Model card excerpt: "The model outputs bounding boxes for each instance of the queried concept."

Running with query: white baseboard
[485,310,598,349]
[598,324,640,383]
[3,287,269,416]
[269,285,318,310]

##########

Перепишите записи, заменив «white baseboard» на «white skirting board». Всё остальное оставьте без изменений.

Model card excerpt: "The model outputs bounding boxes for each instance of the queried concept."

Running with query: white skirting board
[485,310,598,349]
[598,324,640,383]
[3,287,269,416]
[269,285,318,310]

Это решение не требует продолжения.